[Annotated coordinate records]
begin

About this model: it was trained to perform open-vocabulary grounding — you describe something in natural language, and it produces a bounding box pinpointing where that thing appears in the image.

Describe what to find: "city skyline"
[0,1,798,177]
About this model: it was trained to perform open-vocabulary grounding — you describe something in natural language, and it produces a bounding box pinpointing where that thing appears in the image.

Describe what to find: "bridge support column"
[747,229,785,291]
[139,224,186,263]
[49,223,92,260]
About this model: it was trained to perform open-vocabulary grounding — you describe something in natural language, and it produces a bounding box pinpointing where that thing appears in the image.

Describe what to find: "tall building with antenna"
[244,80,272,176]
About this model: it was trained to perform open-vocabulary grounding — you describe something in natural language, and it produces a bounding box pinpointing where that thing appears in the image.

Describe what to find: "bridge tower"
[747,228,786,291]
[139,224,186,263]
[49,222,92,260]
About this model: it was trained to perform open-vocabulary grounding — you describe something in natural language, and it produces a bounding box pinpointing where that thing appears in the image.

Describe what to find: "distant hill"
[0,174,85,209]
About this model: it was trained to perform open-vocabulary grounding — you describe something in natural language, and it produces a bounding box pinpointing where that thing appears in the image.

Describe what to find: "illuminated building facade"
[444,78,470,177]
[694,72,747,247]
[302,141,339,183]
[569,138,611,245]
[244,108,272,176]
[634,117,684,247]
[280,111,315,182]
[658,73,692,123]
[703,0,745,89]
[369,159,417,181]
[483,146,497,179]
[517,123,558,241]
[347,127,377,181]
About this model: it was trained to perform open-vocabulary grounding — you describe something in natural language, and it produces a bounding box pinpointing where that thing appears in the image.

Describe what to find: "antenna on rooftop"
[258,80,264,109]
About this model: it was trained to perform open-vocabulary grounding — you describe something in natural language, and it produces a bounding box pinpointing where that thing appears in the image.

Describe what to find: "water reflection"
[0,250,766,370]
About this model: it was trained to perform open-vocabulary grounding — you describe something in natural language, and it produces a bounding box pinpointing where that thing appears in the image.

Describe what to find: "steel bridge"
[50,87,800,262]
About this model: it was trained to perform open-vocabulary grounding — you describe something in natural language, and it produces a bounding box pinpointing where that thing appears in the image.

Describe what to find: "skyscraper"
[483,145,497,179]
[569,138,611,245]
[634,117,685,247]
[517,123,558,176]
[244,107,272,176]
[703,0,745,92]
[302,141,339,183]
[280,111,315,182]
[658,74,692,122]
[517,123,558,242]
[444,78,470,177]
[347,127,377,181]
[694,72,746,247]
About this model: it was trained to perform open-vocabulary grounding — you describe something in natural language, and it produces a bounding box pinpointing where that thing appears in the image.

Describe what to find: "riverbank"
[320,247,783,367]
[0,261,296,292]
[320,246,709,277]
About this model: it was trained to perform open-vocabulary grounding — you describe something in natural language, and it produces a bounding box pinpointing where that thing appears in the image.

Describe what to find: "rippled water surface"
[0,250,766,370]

end

**DIRECTIONS FOR THIS TASK:** Render every line of the listing above as a JSON array of strings, one string per line, leaving out the blank lines.

**WRITTEN ANSWER:**
[
  "About this model: it was trained to perform open-vocabulary grounding — you describe something in natural language, and it produces a bounding box pinpointing where that thing appears in the image.",
  "Describe what to find: \"city skyline\"",
  "[0,1,798,177]",
  "About this model: it was trained to perform open-vocabulary grounding — you describe something in natural language, and it produces a bounding box pinpointing where that thing appears in the image.",
  "Describe what to find: \"bridge support column\"",
  "[747,229,785,291]",
  "[139,224,186,263]",
  "[49,223,92,260]",
  "About this model: it was trained to perform open-vocabulary grounding — you describe something in natural language, and it produces a bounding box pinpointing where that thing appears in the image.",
  "Describe what to find: \"tall building with antenna\"",
  "[244,80,272,176]",
  "About this model: it was trained to perform open-vocabulary grounding — you describe something in natural language, and it produces a bounding box pinpointing where that thing appears in the image.",
  "Describe what to find: \"bridge tower\"",
  "[747,228,786,291]",
  "[139,224,186,263]",
  "[49,222,92,260]",
  "About this model: it was trained to perform open-vocabulary grounding — you describe something in natural language, and it produces a bounding box pinpointing where that thing appears in the image.",
  "Describe what to find: \"distant hill\"",
  "[0,174,85,209]",
  "About this model: it was trained to perform open-vocabulary grounding — you describe something in natural language, and it produces a bounding box pinpointing where that thing appears in the image.",
  "Describe what to find: \"illuminated building facade\"",
  "[444,78,470,177]",
  "[694,72,747,247]",
  "[302,141,339,183]",
  "[569,138,611,245]",
  "[244,108,272,176]",
  "[634,117,684,247]",
  "[280,111,315,182]",
  "[658,73,692,123]",
  "[703,0,745,89]",
  "[369,159,417,181]",
  "[483,146,497,179]",
  "[517,123,558,241]",
  "[347,127,377,181]",
  "About this model: it was trained to perform open-vocabulary grounding — you describe something in natural language, and it produces a bounding box pinpointing where that thing appears in the image.",
  "Describe what to find: \"antenna on rooftop\"",
  "[258,80,264,109]",
  "About this model: it was trained to perform open-vocabulary grounding — you describe something in natural language, and it produces a bounding box pinpointing where that thing appears in the image.",
  "Describe what to find: \"water reflection\"",
  "[0,250,766,370]",
  "About this model: it was trained to perform open-vocabulary grounding — you describe something in natural language, and it produces a bounding box pinpointing where that thing appears in the image.",
  "Describe what to find: \"steel bridge\"",
  "[50,87,800,262]",
  "About this model: it was trained to perform open-vocabulary grounding — you describe something in natural language, and it produces a bounding box pinpointing where that thing appears in the image.",
  "Describe what to find: \"skyscraper\"",
  "[483,145,497,179]",
  "[569,138,611,245]",
  "[634,117,685,247]",
  "[517,123,558,176]",
  "[244,107,272,176]",
  "[703,0,745,92]",
  "[302,141,339,183]",
  "[280,111,315,182]",
  "[658,74,692,122]",
  "[517,123,558,242]",
  "[444,78,470,177]",
  "[347,127,377,181]",
  "[694,72,746,247]",
  "About this model: it was trained to perform open-vocabulary grounding — you describe something in natural language, and it produces a bounding box pinpointing where that thing appears in the image.",
  "Describe what to find: \"riverbank\"",
  "[320,247,783,367]",
  "[0,261,296,292]",
  "[320,246,709,277]",
  "About this model: it was trained to perform open-vocabulary grounding — you describe something in natural language, and it produces a bounding box pinpointing where that thing appears in the image.",
  "Describe what to find: \"rippled water surface\"",
  "[0,250,766,370]"
]